:: What the task asks ::
Go through the material and write it all out exactly, minus the pictures.

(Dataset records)
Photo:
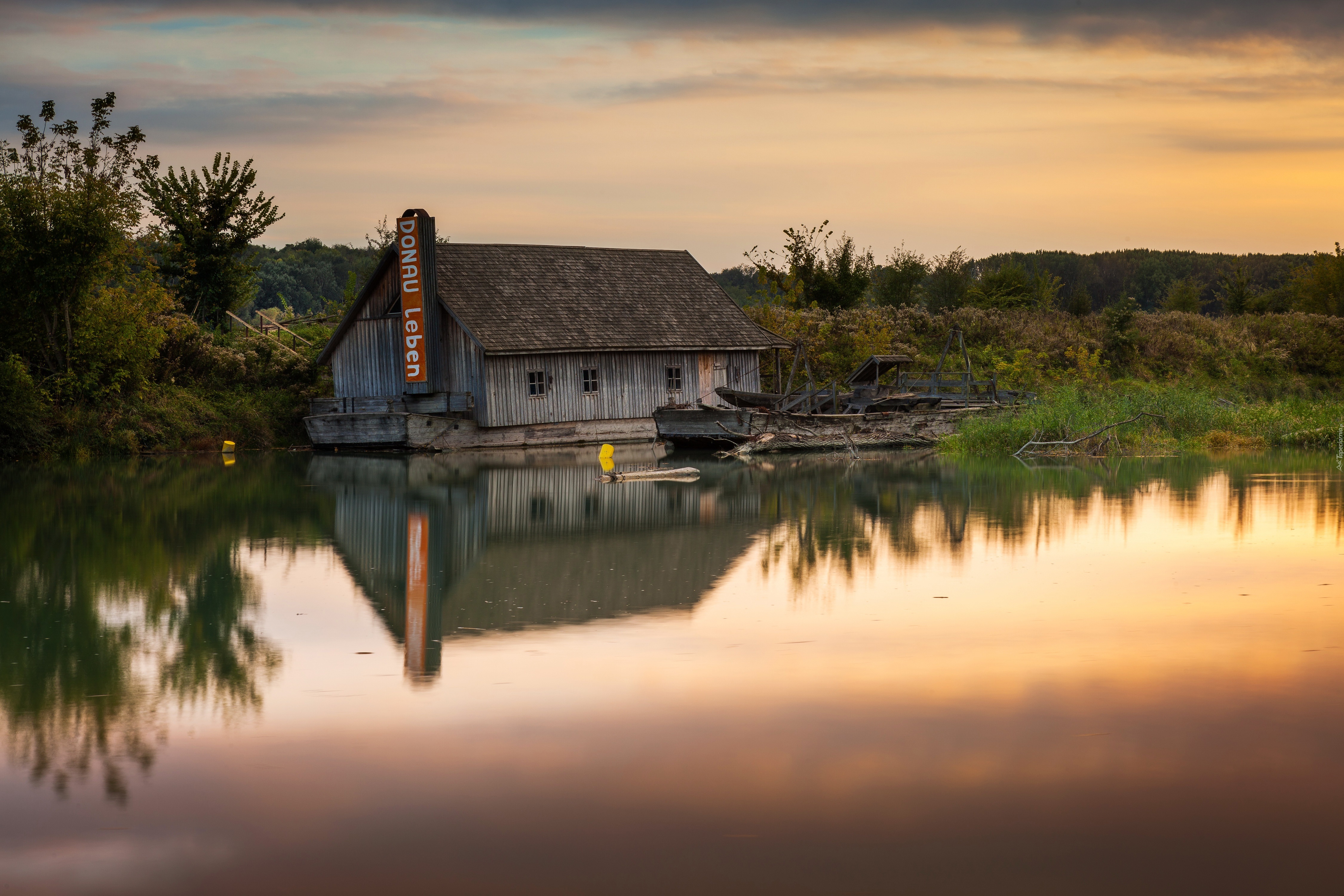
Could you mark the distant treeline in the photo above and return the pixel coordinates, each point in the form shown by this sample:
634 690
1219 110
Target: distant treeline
310 277
838 274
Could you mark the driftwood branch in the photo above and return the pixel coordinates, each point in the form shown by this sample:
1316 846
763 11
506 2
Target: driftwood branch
260 334
1090 436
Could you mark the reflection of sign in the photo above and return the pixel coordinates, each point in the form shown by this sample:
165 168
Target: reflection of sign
413 299
417 590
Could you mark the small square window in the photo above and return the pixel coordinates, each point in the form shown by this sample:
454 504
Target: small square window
537 383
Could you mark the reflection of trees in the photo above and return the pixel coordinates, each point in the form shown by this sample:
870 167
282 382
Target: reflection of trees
124 590
829 511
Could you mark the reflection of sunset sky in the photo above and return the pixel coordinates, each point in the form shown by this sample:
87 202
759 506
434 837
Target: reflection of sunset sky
1150 692
1128 609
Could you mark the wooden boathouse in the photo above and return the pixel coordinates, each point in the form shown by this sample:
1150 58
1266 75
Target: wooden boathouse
527 346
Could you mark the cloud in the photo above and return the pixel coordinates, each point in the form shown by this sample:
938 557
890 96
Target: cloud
1210 143
1088 21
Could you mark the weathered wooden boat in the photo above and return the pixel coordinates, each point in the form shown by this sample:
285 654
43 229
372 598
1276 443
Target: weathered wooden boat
682 475
748 430
862 400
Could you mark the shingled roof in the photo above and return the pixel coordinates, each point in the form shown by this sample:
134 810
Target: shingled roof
562 299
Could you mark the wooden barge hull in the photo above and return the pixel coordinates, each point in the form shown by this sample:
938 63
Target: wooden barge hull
432 433
772 432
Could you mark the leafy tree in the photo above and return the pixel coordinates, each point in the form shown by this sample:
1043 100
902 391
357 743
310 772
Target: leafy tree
1185 295
1320 288
66 214
1119 327
948 281
1045 291
1237 289
834 277
310 276
210 220
898 281
1009 287
1080 301
738 283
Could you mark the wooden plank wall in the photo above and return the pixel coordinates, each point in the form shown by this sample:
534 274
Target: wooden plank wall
632 385
464 367
369 360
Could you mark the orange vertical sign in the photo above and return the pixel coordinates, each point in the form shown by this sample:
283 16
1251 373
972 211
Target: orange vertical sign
417 590
413 260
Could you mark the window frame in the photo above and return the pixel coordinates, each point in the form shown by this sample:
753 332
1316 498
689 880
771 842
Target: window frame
589 378
538 385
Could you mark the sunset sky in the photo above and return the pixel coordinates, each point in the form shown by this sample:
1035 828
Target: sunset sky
1049 124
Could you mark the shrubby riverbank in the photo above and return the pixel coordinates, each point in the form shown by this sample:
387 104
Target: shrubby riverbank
1218 382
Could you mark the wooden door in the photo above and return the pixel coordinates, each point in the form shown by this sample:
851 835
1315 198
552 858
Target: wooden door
706 381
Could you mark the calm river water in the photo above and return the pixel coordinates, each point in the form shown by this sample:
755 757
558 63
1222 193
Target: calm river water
494 675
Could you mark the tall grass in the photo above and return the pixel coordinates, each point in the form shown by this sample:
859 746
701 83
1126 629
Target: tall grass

:: Correct output ::
Photo:
Could you mark the distant treeline in the photo above and return the pixel coordinates, each point in the form shown by this sample:
634 690
1219 110
Target: distant treeline
310 277
838 274
Could you mark the driftwood branch in the photo above and return the pixel coordinates, each point in the form shown by this sample:
1316 846
763 11
506 2
Target: driftwood branch
260 334
1090 436
Could you mark the reflection of sign in the photo above and return the pixel coordinates, each point in the form shown by this sample:
165 168
Target: reflection of sign
413 299
417 590
Could you mark the small square window in the photo above and return the pixel coordinates, each point in the form shown by this sample:
454 504
Target: small square window
537 383
Could you mark the reflection of trees in the photo above and return the pixel coordinates, each point in the form shown by this sample:
870 167
282 382
Target: reflection of trees
124 590
829 511
Could you mark the reflection of sunset sky in the photo above and return the pixel coordinates, each point in the form shown by this sample:
87 202
759 506
434 837
Target: reflection of sunset sky
1150 692
1128 609
Could you mark the wooden boathouse in the photo above and return the pixel coordinates, each point in the form shown by this sample:
1150 58
1266 75
Target: wooden boathouse
527 346
Could you mark the cloud in the photo above and return the pixel coordinates, each point in the form shown by this sample:
938 557
890 96
Target: cloud
1210 143
1088 21
Could you mark the weathered wooden boat in the photo above and return the pixel coordinates, each point in the form shown by this sample:
285 654
43 229
372 598
1276 443
Target: weathered wooden boat
682 475
748 430
862 400
Could you mark the shingled roof in the photo above and return the pixel coordinates, each point in the form shown by this sample:
134 810
Target: shingled roof
562 299
Could you mark the wooden barge hull in the photo above and return the pixel coordinates, each point in the form shown by this sample:
938 63
Target: wooden barge hull
432 433
772 432
Could you mark the leafy tree in the photo above and return the pixel coordinates, each point in the form shown by this sample:
1043 100
902 391
357 743
310 772
Target: leafy tree
1185 295
1320 288
66 214
1119 327
948 281
1045 291
1237 289
834 277
310 276
210 220
898 281
1009 287
1080 301
738 283
Could you mark the wooden plank wall in the photo above and return the pixel coordinates, each point in the form shown by this sample:
534 274
Target: wooden plank wall
632 385
464 367
369 360
Could you mark the orange vertical sign in the photo above and return the pixel coordinates, each point in the form shown by this sample:
283 16
1251 373
972 211
Target: orange vertical sign
417 590
413 260
Could you mark the window frame in the photo above and return the pixel coordinates, each point in the form shown by this sample:
753 332
1316 498
689 880
771 842
Target: window frame
589 378
538 385
Could you mark the sunset sky in the photo above and return the pixel coordinates, each point in the form shown by this sample:
1035 828
Target: sunset sky
1049 124
Could you mark the shrubby riverbank in the photo above and return the pixel coordinates, each point in the form shown by this sample:
387 104
Target: shrubby riverbank
1218 382
Could you mark the wooden door in the photo above and return the pixel coordinates, each point in the form shown by this sample:
851 835
1315 198
552 858
Target: wooden door
706 381
Could you mark the calm river water in the photo above and return the pixel coordinates, each point in the form shown by this sample:
755 757
558 63
1222 193
Target: calm river water
494 675
Could you mark the tall grass in the photo above and return the pixel coordinates, each point in the form shown by this sample:
859 746
701 83
1126 629
Target: tall grass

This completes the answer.